Written instruction:
Write out all the material exactly. Leave nothing out.

The data:
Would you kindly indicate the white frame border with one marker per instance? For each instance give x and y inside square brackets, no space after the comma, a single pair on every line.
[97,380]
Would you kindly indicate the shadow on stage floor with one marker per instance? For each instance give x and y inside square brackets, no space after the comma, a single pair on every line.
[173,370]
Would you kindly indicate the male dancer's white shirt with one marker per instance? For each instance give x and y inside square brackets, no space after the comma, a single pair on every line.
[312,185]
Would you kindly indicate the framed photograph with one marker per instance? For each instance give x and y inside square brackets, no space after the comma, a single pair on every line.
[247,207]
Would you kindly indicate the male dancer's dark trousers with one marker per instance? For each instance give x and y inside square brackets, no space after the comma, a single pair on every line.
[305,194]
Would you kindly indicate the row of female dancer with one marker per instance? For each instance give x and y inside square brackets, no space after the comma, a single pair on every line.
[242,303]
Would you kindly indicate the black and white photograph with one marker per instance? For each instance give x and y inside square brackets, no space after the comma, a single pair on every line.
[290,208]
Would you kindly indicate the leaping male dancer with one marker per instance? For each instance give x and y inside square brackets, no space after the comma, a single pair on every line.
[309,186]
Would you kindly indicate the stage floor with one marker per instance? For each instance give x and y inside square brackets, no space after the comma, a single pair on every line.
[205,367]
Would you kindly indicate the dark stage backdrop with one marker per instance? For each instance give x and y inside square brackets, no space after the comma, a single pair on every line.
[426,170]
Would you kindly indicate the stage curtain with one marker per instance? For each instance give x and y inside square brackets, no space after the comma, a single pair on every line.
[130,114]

Exercise answer:
Would you kindly indicate the white frame border with one marker per instance? For each instance give x and y inside square brackets, no space after the comma, a single pair on every line.
[97,380]
Would you kindly indicate the shadow on stage floor with one marker per instance? For each instance give x and y inside square brackets, no space after the comma, a single pair on every line.
[173,370]
Would you kindly indicate the male dancer's white shirt with one marker per instance? For each instance give x and y inside square brackets, no space after the comma, a single pair on every line.
[312,185]
Would you kindly indicate the framed photograph with one marker per instance? For each instance give x and y inside square brackets, no space after the comma, a single pair on every line.
[247,207]
Would you kindly indicate the male dancer's dark trousers with one marker per instance? For each instance give x and y inside square brackets, no space after the comma, a single pair on every line.
[305,194]
Would you kindly indicate the row of female dancer with one marker per instance? For each instance give x and y inside square brackets, no space after the comma, a single pair on every line.
[242,303]
Would you kindly indicate the black and white photograph with one marker per instance? For each instance give x and y inside square brackets, no space after the comma, a single pair on every line.
[290,208]
Would you kindly indicate the leaping male dancer with one marker per instance? For each instance give x and y inside square brackets, no space after the comma, a single pair on every line.
[309,186]
Would you kindly indicate the stage floor with one marker per instance? For each instance give x and y inside square brackets, no space after the comma, a single pair on every line.
[205,367]
Would you kindly indicate the dark stage backdrop with one marker per instance? For each instance give x and y inside square brackets, no space after the comma, a single pair on every line.
[426,170]
Would you kindly indicate the stage curtain with one marker per instance? For each instance give x and y inside square brackets, no space after the comma, a single pair on every line.
[130,114]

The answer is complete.